GIVEN TASK: Print every line of the material below as a numbered list, and drop any blank lines.

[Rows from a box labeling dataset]
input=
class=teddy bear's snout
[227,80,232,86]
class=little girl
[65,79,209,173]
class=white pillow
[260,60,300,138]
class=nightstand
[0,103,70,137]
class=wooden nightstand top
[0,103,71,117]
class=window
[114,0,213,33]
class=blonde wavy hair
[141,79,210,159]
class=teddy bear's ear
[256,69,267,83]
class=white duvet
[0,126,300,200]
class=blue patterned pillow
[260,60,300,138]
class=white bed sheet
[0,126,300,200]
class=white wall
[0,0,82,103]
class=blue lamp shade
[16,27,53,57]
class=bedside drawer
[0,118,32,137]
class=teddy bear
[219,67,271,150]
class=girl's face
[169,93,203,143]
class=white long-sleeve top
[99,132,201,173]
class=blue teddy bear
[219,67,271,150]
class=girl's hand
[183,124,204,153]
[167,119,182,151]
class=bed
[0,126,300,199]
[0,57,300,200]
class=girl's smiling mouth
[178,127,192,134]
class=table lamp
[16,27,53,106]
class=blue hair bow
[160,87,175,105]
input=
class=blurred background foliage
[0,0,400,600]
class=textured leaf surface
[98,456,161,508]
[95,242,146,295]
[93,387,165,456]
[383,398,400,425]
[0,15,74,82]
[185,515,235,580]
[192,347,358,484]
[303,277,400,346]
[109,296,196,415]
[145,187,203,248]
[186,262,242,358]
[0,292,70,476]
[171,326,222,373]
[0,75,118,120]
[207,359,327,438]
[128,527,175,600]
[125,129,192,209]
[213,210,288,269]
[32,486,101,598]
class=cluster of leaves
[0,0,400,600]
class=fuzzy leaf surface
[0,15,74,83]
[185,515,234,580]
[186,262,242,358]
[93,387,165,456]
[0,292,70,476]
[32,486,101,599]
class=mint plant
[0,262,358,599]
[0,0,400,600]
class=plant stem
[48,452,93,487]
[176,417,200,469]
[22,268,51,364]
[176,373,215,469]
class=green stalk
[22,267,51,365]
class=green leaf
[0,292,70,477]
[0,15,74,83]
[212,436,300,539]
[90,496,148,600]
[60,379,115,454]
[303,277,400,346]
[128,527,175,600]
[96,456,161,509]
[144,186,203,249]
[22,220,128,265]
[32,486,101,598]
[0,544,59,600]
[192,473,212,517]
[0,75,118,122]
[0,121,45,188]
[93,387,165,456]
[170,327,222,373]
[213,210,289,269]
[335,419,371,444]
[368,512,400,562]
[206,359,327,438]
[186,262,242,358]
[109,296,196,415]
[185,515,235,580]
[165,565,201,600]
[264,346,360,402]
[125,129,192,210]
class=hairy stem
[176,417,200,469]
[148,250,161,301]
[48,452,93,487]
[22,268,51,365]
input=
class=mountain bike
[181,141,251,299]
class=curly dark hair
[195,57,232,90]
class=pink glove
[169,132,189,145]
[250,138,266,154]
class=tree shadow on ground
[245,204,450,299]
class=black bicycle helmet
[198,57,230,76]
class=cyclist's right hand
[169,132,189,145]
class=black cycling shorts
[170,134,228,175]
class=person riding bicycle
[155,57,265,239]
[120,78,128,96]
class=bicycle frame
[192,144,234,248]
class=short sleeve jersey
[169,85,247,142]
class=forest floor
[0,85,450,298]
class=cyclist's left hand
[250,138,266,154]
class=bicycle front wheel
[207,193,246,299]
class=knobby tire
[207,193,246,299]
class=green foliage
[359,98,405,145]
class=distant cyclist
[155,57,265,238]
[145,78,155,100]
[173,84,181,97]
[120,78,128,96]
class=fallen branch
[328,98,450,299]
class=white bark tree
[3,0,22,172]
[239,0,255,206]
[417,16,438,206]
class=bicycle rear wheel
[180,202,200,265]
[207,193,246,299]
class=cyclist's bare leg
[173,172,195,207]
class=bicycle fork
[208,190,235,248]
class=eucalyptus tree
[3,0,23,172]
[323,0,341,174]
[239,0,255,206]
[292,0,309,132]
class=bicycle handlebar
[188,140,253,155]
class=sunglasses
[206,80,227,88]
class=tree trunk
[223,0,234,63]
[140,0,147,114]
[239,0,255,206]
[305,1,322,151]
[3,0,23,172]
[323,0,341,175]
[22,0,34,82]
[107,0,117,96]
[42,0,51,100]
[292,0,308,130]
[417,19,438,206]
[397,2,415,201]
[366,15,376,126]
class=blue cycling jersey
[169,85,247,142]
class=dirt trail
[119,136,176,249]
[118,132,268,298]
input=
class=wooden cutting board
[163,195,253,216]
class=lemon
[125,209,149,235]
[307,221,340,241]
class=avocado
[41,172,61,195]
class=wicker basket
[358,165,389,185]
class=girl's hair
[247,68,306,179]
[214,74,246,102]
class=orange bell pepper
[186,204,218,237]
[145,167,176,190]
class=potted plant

RESPONSE:
1. input=
2. class=teddy bear's snout
3. [227,80,232,86]
4. class=little girl
5. [65,79,209,173]
6. class=white pillow
7. [260,60,300,138]
8. class=nightstand
9. [0,103,70,137]
10. class=wooden nightstand top
11. [0,103,71,117]
12. class=window
13. [114,0,213,33]
14. class=blonde wavy hair
15. [141,79,210,159]
16. class=teddy bear's ear
17. [256,69,267,83]
18. class=white duvet
19. [0,126,300,200]
20. class=blue patterned pillow
21. [260,60,300,138]
22. class=white bed sheet
23. [0,126,300,200]
24. class=white wall
25. [0,0,82,103]
26. class=blue lamp shade
27. [16,27,53,57]
28. class=bedside drawer
29. [0,118,32,137]
30. class=teddy bear
31. [219,67,271,150]
32. class=girl's face
33. [169,93,203,143]
34. class=white long-sleeve top
35. [99,132,201,173]
36. class=blue teddy bear
37. [219,67,271,150]
38. class=girl's hand
39. [183,124,204,153]
40. [167,119,182,151]
41. class=bed
42. [0,126,300,199]
43. [0,57,300,200]
44. class=girl's smiling mouth
45. [178,127,192,134]
46. class=table lamp
47. [16,27,53,106]
48. class=blue hair bow
49. [160,87,175,105]
50. input=
51. class=blurred background foliage
52. [0,0,400,600]
53. class=textured leaf surface
54. [98,456,161,508]
55. [95,242,146,295]
56. [93,387,165,456]
57. [383,398,400,425]
58. [0,15,74,82]
59. [185,515,235,580]
60. [192,347,358,484]
61. [303,277,400,346]
62. [109,296,196,415]
63. [145,187,203,248]
64. [186,262,242,358]
65. [0,292,70,476]
66. [171,326,222,373]
67. [0,75,118,120]
68. [207,359,327,438]
69. [128,527,175,600]
70. [125,129,192,209]
71. [213,210,288,269]
72. [32,486,101,598]
73. class=cluster of leaves
74. [0,0,400,600]
75. class=fuzzy leaf surface
76. [0,15,74,83]
77. [185,515,234,580]
78. [186,262,242,358]
79. [93,387,165,456]
80. [0,292,70,476]
81. [32,486,101,599]
82. class=mint plant
83. [0,262,358,599]
84. [0,0,400,600]
85. class=plant stem
86. [48,452,93,487]
87. [176,417,200,469]
88. [22,268,51,364]
89. [176,373,215,469]
90. class=green stalk
91. [22,267,51,365]
92. class=green leaf
93. [0,292,70,477]
94. [0,15,74,83]
95. [212,436,300,539]
96. [90,496,148,600]
97. [60,379,115,454]
98. [303,277,400,346]
99. [128,527,175,600]
100. [96,456,161,509]
101. [144,186,203,249]
102. [22,220,128,265]
103. [32,486,101,598]
104. [0,544,59,600]
105. [192,473,212,517]
106. [0,75,118,122]
107. [0,121,45,188]
108. [93,387,165,456]
109. [170,327,222,373]
110. [213,210,289,269]
111. [335,419,371,444]
112. [368,512,400,562]
113. [206,359,327,438]
114. [186,262,242,358]
115. [109,296,196,415]
116. [185,515,235,580]
117. [165,565,201,600]
118. [264,346,360,402]
119. [125,129,192,210]
120. class=hairy stem
121. [176,417,200,469]
122. [148,250,161,301]
123. [48,452,93,487]
124. [22,268,51,365]
125. input=
126. class=mountain bike
127. [181,141,251,299]
128. class=curly dark hair
129. [195,57,232,90]
130. class=pink glove
131. [169,132,189,145]
132. [250,138,266,154]
133. class=tree shadow on ground
134. [245,204,450,299]
135. class=black bicycle helmet
136. [198,57,230,76]
137. class=cyclist's right hand
138. [169,132,189,145]
139. class=black cycling shorts
140. [170,134,228,175]
141. class=person riding bicycle
142. [155,57,265,239]
143. [120,78,128,96]
144. class=bicycle frame
145. [192,144,234,248]
146. class=short sleeve jersey
147. [169,85,247,142]
148. class=forest floor
149. [0,85,450,298]
150. class=cyclist's left hand
151. [250,138,266,154]
152. class=bicycle front wheel
153. [207,193,246,299]
154. class=knobby tire
155. [207,193,246,299]
156. class=green foliage
157. [359,98,405,145]
158. class=distant cyclist
159. [155,57,265,238]
160. [145,78,155,100]
161. [173,84,181,97]
162. [120,78,128,96]
163. class=fallen branch
164. [328,98,450,299]
165. class=white bark tree
166. [3,0,22,172]
167. [239,0,255,206]
168. [417,16,438,206]
169. class=bicycle rear wheel
170. [180,202,200,265]
171. [207,193,246,299]
172. class=cyclist's bare leg
173. [173,172,195,207]
174. class=bicycle fork
175. [208,190,235,248]
176. class=eucalyptus tree
177. [3,0,23,172]
178. [323,0,341,174]
179. [239,0,255,206]
180. [292,0,309,132]
181. class=bicycle handlebar
182. [188,140,253,155]
183. class=sunglasses
184. [206,80,227,88]
185. class=tree trunk
186. [223,0,234,63]
187. [140,0,147,114]
188. [239,0,255,206]
189. [305,1,322,151]
190. [3,0,23,172]
191. [323,0,341,175]
192. [22,0,34,82]
193. [107,0,117,96]
194. [42,0,51,100]
195. [292,0,308,130]
196. [417,19,438,206]
197. [397,2,415,201]
198. [366,15,376,126]
199. class=blue cycling jersey
200. [169,85,247,142]
201. class=dirt trail
202. [119,136,176,249]
203. [118,132,268,298]
204. input=
205. class=wooden cutting board
206. [163,195,253,216]
207. class=lemon
208. [125,209,149,235]
209. [307,221,340,241]
210. class=avocado
211. [41,172,61,195]
212. class=wicker basket
213. [358,165,389,185]
214. class=girl's hair
215. [247,68,306,179]
216. [214,74,246,102]
217. class=orange bell pepper
218. [186,204,218,237]
219. [145,167,176,190]
220. class=potted plant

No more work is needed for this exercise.